● **Description of the task**:
List each line of the data in which the string "every" appears.

————

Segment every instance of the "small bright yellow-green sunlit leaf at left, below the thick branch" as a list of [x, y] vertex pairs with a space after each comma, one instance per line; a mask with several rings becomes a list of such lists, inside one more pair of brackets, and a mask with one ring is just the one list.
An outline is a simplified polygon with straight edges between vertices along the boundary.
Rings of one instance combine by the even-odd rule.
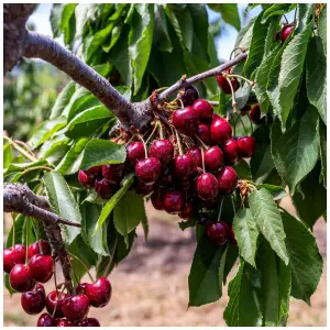
[[32, 150], [36, 148], [65, 125], [65, 117], [58, 117], [52, 120], [44, 121], [41, 125], [36, 128], [32, 138], [28, 141], [28, 145]]

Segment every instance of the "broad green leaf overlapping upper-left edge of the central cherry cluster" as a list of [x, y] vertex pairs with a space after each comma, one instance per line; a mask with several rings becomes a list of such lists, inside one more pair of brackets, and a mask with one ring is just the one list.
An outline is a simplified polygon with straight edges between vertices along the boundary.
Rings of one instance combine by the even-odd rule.
[[125, 147], [112, 141], [91, 139], [88, 141], [84, 157], [81, 161], [81, 169], [103, 164], [120, 164], [125, 161]]

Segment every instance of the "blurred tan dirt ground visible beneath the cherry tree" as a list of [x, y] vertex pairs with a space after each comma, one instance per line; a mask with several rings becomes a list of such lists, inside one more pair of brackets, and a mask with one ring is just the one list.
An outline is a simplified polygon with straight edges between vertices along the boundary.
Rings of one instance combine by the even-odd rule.
[[[288, 201], [284, 205], [289, 207]], [[89, 316], [97, 317], [103, 327], [226, 326], [222, 312], [228, 302], [227, 288], [219, 301], [187, 310], [187, 278], [196, 246], [193, 232], [179, 230], [176, 217], [150, 208], [148, 219], [148, 242], [145, 243], [139, 228], [130, 256], [109, 277], [113, 286], [110, 305], [103, 309], [92, 308]], [[311, 307], [292, 298], [288, 326], [327, 326], [327, 226], [323, 219], [318, 220], [315, 234], [324, 260], [323, 274], [311, 297]], [[51, 288], [52, 285], [46, 286], [46, 290]], [[37, 316], [22, 311], [19, 295], [10, 298], [6, 290], [4, 326], [35, 326], [36, 319]]]

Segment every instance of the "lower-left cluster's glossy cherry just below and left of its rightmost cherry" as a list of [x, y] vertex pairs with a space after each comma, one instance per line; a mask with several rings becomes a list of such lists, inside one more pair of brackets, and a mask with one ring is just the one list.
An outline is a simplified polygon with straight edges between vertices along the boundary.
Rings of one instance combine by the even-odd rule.
[[79, 294], [66, 298], [63, 301], [62, 311], [64, 316], [67, 318], [67, 320], [70, 322], [82, 321], [89, 311], [89, 300], [87, 295]]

————

● **Solution to this task**:
Segment every instance of the "small bright yellow-green sunlit leaf at left, below the thick branch" as a list of [x, y] vertex pairs with a space after each comma, one instance per line; a mask with several rings becomes a list of such lists, inside one more pair of brackets, and a mask with one ring is just the one list.
Segment every instance of the "broad green leaf overlapping upper-left edge of the central cherry cluster" as a list of [x, y] vertex pairs with a space after each comma, one instance per line; a mask with several rings becomes a list of such lists, inside one more pair of brackets, and a mask with one ring is just the one list.
Segment every instance of the "blurred tan dirt ground visible beneath the cherry tree" as a list of [x, y] vertex pairs with a space after each comma, one instance per line; a mask with several rings becomes a list of such lists, inside one more pair of brackets, and a mask with one ring is just the one list.
Segment every instance of the "lower-left cluster's glossy cherry just below and left of its rightmost cherry" as a list of [x, y] vertex pairs with a space after each comma, one instance per line; a mask with several rings becomes a list of such lists, inside one more pair of brackets, and a mask with one ring is just the one list.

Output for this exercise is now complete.